## WHAT THIS EXERCISE ASKS
[1] In the passage on domestic violence in Kasese, which two districts have more gender-based violence cases than Kasese?
[2] Please copy word for word from the passage on domestic violence in Kasese, starting at "Despite progress, Kasese" and ending at "Kampala and Wakiso.".

--- Start of PROVIDED PASSAGE ---

In a resolute stand against the alarming rates of domestic violence plaguing Kasese, women human rights activists rallied victims to break the silence and report cases, marking International Human Rights Day.

Despite progress, Kasese still contends with being one of the districts with the highest gender-based violence cases in the country, trailing only behind Kampala and Wakiso.

Jovia Kabugho, a prominent human rights activist, emphasized the pressing need for collective action:

"Addressing domestic violence requires the courage of survivors to come forward. We are committed to reducing the prevalence of this deeply rooted issue in our district."

Kobusinge Annet, another passionate advocate, highlighted the existing communication gap between victims and authorities:

"To truly combat domestic violence, we must bridge the communication divide. Victims need to feel heard and supported when reporting cases."

Masika Moreen, an activist on the frontline, echoed the sentiment, emphasizing the pivotal role of cultural institutions:

"Our cultural norms often contribute to perpetuating abuse. It's crucial for cultural institutions to actively engage in solving the underlying factors fueling domestic violence."

While acknowledging progress, police reports indicate a reduction in cases compared to previous months when incidents had spiked. SP. Luke Mbusa, Acting PRO Rwenzori East police, affirmed,

"We are witnessing a positive trend, but sustained efforts are needed. Collaboration between law enforcement and activists is crucial for lasting change."

--- End of PROVIDED PASSAGE ---
--- Start of RAW DATA ---

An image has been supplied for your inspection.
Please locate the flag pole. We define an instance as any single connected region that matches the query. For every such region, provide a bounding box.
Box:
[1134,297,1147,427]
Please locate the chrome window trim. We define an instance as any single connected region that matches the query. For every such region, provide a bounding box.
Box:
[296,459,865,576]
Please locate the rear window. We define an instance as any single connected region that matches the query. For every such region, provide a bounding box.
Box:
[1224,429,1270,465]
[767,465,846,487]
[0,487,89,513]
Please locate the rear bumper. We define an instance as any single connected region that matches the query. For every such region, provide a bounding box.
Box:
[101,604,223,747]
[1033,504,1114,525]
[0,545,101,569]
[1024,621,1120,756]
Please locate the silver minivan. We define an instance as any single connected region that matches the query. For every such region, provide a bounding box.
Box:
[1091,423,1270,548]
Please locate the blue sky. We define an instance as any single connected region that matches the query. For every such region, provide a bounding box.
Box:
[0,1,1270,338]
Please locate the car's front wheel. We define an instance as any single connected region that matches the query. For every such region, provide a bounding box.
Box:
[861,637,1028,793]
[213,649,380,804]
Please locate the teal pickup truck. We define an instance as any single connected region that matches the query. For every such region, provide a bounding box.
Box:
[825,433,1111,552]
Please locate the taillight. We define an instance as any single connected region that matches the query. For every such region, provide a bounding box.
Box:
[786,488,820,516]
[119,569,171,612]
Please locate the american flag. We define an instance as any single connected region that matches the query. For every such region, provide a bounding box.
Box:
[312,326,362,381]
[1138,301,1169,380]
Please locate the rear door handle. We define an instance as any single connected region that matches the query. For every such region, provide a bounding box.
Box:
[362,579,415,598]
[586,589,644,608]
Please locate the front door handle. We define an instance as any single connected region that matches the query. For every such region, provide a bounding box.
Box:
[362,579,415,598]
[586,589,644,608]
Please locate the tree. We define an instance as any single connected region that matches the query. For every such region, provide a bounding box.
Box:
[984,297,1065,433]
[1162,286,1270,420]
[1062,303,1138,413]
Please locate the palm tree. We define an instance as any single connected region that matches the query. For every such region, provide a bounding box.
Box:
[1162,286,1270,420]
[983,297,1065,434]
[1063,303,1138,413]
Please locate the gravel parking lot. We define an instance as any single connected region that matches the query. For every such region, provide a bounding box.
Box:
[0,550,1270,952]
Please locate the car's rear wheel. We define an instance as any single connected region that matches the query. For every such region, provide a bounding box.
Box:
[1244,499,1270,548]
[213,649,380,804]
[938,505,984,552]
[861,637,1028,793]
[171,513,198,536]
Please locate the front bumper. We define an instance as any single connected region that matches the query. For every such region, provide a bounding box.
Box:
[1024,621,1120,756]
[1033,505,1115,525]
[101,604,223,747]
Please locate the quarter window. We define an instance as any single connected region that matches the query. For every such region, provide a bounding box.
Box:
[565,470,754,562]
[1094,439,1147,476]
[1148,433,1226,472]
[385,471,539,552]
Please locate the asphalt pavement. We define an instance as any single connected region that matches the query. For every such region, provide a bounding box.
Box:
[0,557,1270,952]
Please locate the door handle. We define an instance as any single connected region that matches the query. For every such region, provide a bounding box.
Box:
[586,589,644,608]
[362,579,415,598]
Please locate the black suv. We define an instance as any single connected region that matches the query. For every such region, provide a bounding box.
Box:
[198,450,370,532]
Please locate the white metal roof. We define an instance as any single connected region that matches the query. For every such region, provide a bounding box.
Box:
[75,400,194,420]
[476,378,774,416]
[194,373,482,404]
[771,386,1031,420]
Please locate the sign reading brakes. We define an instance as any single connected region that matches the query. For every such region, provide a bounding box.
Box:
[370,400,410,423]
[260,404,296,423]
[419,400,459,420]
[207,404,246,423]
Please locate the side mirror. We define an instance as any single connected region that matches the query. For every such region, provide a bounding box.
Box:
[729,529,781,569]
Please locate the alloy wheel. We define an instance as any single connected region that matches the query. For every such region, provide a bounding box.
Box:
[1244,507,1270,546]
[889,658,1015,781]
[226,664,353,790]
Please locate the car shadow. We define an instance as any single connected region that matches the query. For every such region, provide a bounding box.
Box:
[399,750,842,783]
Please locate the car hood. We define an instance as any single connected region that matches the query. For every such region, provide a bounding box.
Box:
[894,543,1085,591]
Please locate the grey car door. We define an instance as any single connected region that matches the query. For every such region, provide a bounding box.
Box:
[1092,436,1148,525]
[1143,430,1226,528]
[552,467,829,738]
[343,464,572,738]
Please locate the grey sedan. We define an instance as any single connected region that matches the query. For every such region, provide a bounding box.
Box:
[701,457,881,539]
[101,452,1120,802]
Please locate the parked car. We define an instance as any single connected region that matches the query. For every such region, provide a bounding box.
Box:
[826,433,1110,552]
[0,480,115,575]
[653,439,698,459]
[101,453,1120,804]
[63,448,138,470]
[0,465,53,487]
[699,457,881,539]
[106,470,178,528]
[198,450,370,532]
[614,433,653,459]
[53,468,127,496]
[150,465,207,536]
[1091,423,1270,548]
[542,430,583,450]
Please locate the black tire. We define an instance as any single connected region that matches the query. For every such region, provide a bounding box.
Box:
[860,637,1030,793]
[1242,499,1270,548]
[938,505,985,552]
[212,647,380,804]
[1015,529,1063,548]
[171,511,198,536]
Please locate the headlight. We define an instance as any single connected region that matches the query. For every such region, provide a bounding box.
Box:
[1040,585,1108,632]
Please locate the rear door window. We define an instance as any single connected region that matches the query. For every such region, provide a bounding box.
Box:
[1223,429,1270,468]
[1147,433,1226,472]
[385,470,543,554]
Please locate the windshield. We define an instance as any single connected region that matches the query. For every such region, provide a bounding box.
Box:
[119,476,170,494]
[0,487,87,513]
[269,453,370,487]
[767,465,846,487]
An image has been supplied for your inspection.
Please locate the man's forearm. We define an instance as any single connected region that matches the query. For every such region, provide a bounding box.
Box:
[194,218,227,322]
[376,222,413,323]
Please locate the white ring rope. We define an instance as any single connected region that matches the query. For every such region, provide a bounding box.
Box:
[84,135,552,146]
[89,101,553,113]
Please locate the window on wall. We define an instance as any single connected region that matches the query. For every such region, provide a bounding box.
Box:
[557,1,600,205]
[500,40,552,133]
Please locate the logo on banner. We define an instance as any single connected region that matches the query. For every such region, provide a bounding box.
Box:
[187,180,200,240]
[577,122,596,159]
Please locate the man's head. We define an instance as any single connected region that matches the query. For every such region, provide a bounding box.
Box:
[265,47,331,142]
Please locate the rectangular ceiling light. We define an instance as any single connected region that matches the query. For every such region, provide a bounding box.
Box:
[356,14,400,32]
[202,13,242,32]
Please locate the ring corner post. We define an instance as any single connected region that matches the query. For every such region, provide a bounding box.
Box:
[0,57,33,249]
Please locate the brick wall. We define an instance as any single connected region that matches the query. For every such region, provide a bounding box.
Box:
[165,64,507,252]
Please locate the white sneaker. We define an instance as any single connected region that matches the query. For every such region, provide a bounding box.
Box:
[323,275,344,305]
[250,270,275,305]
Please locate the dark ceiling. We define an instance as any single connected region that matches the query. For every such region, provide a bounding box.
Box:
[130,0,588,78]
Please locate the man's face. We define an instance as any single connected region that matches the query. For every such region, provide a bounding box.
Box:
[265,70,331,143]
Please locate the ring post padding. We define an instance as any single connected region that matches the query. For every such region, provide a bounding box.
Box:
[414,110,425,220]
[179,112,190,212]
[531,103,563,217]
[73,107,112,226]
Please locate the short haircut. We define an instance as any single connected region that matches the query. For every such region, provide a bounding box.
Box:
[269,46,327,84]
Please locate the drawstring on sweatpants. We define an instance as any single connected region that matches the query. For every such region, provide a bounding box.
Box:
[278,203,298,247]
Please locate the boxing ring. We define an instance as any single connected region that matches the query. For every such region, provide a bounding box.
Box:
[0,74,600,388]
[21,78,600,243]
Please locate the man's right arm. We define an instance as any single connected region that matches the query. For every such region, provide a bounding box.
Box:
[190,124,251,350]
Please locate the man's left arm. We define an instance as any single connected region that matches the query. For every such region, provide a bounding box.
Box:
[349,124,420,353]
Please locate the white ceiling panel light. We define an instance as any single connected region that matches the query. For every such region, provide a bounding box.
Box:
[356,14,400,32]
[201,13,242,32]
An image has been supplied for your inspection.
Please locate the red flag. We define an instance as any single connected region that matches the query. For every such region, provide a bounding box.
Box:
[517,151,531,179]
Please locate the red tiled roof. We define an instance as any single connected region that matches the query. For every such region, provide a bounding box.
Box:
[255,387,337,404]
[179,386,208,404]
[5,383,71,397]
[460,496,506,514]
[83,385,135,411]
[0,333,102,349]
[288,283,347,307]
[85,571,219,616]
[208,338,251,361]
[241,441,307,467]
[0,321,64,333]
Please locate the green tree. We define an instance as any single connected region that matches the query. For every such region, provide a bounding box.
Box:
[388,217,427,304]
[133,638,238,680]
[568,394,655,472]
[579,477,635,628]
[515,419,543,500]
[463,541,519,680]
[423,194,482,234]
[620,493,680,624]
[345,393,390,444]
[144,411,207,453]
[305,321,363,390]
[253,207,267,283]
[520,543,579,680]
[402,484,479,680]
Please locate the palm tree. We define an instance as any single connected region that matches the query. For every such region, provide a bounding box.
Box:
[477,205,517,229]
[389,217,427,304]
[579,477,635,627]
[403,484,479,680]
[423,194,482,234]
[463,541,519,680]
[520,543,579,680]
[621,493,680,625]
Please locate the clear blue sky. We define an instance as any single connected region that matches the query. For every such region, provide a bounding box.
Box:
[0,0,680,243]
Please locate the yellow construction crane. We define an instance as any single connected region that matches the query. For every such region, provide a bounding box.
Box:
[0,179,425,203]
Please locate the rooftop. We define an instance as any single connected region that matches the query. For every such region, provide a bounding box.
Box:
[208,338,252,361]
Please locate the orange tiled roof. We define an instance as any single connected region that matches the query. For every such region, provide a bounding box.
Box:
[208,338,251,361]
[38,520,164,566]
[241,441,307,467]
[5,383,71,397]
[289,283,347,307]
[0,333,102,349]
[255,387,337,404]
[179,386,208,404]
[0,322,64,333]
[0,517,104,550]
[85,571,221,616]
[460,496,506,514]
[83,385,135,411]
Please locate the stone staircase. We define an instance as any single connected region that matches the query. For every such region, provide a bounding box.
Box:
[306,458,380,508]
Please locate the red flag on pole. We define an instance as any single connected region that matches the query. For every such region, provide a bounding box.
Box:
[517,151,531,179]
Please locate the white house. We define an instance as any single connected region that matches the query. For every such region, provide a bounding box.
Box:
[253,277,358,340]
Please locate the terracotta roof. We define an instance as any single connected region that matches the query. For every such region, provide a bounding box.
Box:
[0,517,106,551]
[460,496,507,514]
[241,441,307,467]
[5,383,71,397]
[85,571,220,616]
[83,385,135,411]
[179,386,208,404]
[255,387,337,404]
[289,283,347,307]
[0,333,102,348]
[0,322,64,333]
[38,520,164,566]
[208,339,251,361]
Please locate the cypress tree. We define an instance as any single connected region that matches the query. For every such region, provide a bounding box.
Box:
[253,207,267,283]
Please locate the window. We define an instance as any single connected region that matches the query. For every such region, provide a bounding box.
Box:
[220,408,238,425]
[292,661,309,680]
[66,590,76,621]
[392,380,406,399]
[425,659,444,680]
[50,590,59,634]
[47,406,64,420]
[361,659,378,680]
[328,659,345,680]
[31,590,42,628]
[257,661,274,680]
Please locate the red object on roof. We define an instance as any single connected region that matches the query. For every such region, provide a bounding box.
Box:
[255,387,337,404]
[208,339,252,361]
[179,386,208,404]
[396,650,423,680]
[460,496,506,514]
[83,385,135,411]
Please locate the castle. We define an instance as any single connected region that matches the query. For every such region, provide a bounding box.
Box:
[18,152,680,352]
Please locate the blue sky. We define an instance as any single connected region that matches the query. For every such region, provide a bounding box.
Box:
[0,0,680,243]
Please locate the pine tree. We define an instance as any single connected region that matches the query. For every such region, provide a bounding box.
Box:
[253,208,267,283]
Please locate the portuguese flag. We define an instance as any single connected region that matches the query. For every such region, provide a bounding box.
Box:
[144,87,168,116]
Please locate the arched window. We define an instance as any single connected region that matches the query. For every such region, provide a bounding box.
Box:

--- End of RAW DATA ---

## TASK SOLUTIONS
[1] Kampala and Wakiso

[2]
Despite progress, Kasese still contends with being one of the districts with the highest gender-based violence cases in the country, trailing only behind Kampala and Wakiso.